Kurt Thut gilt bis heute als einer der wichtigsten Schweizer Möbeldesigner. Der gelernte Schreiner, Designer und Innenarchitekt übernahm als 45-Jähriger 1976 die väterliche Schreinerei in Möriken AG. Daraus machte er ein bekanntes Unternehmen für selbst entworfene Designmöbel.

Ein gestalterisches Credo des 2011 verstorbenen Thut war, auf unnötigen Zierrat zu verzichten. Deshalb ärgerte ihn auch das Design klassischer Betten: «Eigentlich ist es Blödsinn, um den Rost herum noch einen Rahmen zu bauen», so Kurt Thuts Verdikt in den Achtzigerjahren. Aus diesem Ärgernis heraus entstand das noch heute erhältliche Bett Thut 990.

Partnerinhalte
 
 
 
 

Es funktioniert nach demselben Prinzip wie die metallenen Scherengitter, die in vielen Haushalten als Topfuntersetzer dienen. Das Scherenbett benötigt nicht nur keinen Rahmen, es kann sich auch Matratzen verschiedener Breiten anpassen.

Das Bett wird zum Sofa

Kombiniert mit der vom Hersteller angebotenen dreiteiligen Matratze, ist es deshalb auch ein praktisches Gästebett: Im schmalen Zustand liegt die 90 Zentimeter breite Hälfte der Matratze auf dem gleich breiten Gestell. Die andere Hälfte kann der Länge nach mit einem Reissverschluss noch mal halbiert und gefaltet werden. Sie dient so als Lehne und macht aus dem Scherenbett ein einfaches Sofa. Wenn man das Gitter auseinanderzieht, die Lehne mit dem Reissverschluss wieder zu einer Matratze verbindet und sie neben die andere klappt, entsteht ein 180 Zentimeter breites Doppelbett.

▶ Aufgabe 1: Erkläre anhand des Quellenauszugs in ein bis drei Sätzen, warum Kurt Thut sich über das Design klassischer Betten ärgerte und was daraus entstand.
▶ Aufgabe 2: Bitte führe den Quellenauszug über das Scherenbett im Anschluss an seinen letzten Satz weiter.
Die Zeilen unten haben mit dem Quellenauszug nichts zu tun.

▶ Aufgelistete Zeilen:
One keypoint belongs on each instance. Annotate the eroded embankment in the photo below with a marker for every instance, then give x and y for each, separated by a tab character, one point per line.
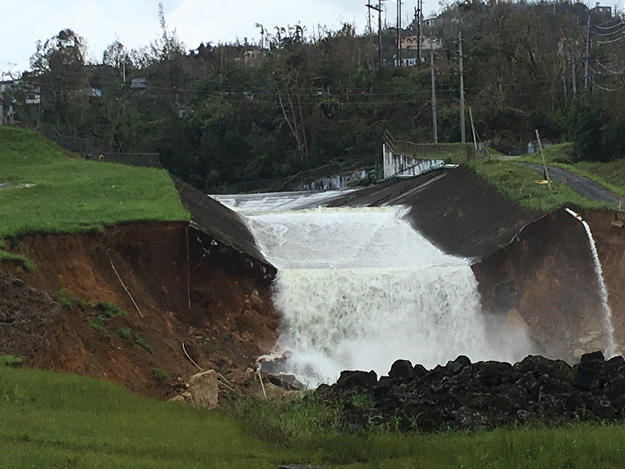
545	280
457	210
189	287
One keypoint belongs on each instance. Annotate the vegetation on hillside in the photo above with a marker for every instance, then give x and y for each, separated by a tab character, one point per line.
57	193
611	175
244	116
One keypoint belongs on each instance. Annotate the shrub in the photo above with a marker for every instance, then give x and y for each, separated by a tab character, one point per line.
109	310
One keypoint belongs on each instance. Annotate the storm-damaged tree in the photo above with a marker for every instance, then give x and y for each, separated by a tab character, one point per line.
58	68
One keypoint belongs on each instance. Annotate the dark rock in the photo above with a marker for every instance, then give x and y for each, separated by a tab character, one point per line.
381	390
537	365
7	319
524	416
402	371
529	383
519	398
505	296
589	372
593	357
467	419
361	379
425	418
601	408
458	364
353	419
420	371
492	373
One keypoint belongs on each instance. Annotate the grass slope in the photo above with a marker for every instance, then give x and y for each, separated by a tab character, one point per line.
610	175
522	184
73	195
56	420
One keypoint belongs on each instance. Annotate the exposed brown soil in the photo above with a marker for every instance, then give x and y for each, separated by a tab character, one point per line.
547	276
610	241
218	304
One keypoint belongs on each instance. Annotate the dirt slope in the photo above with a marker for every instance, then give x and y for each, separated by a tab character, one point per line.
547	276
218	304
457	210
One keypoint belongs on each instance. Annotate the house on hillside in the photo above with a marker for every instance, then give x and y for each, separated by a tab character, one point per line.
410	49
7	110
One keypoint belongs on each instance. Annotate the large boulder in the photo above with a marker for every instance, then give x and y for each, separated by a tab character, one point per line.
357	379
202	390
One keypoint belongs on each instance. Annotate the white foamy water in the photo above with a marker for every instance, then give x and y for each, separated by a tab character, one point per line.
359	289
610	349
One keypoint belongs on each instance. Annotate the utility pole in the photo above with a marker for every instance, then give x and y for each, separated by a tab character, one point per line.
463	130
434	123
586	77
399	64
573	72
419	15
379	10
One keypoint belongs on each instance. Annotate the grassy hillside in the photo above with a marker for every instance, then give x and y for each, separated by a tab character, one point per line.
55	420
72	195
610	175
524	186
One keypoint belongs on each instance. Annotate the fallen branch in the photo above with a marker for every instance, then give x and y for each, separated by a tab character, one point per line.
262	385
125	288
184	349
226	386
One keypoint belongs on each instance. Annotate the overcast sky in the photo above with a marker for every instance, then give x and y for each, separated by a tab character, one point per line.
135	22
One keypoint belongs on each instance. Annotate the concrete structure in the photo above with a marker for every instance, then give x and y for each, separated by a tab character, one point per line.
396	165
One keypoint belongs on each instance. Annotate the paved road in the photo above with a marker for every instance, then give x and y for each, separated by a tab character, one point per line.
585	187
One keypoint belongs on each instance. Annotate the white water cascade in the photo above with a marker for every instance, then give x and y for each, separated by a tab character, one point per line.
610	349
359	289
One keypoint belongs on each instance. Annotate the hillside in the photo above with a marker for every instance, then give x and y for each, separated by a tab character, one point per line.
57	192
102	275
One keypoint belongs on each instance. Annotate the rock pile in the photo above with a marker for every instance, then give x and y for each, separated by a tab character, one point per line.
465	395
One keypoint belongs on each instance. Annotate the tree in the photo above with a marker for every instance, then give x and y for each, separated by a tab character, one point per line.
58	67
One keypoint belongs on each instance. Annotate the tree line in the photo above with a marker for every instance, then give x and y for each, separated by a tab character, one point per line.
244	116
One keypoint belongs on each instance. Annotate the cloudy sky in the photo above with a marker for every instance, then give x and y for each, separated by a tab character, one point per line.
135	22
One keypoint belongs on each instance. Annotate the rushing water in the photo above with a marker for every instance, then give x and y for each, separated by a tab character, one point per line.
359	289
610	349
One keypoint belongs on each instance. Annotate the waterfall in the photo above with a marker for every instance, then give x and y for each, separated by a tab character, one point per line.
610	349
359	289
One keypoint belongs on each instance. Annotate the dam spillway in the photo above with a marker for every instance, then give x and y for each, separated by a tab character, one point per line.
359	288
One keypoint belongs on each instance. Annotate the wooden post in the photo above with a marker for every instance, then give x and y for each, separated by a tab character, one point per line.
473	129
542	155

▶ Richtige Antwort 1: Thut wollte grundsätzlich auf unnötigen Zierrat verzichten und hielt es deshalb für Blödsinn, um den Rost herum noch einen Rahmen zu bauen. Aus diesem Ärgernis heraus entstand das Bett Thut 990.

▶ Richtige Antwort 2:
Der Schweizer Designer Kurt Thut in seiner Werkstatt

Der Schweizer Designer Kurt Thut in seiner Werkstatt.

Quelle: ZVG

Das Prinzip ist aus heutiger Sicht verblüffend einfach, doch der Weg dorthin war lang und von Rückschlägen geprägt. «Mein Vater war ein Perfektionist und experimentierte lange daran herum», erinnert sich Benjamin Thut, der selbst als Designer in der heute in Buchs ZH ansässigen Firma arbeitet. Nach vielen Entwürfen landete Kurt Thut bei diagonal angeordneten, fix verbundenen Latten. Er baute 1989 einen Prototyp und brachte ihn zu seinem Freund und Fotografen Teddy Hablützel, um Bilder für eine Möbelmesse anzufertigen. Doch Hablützel fand die Lösung noch
zu wenig ausgereift.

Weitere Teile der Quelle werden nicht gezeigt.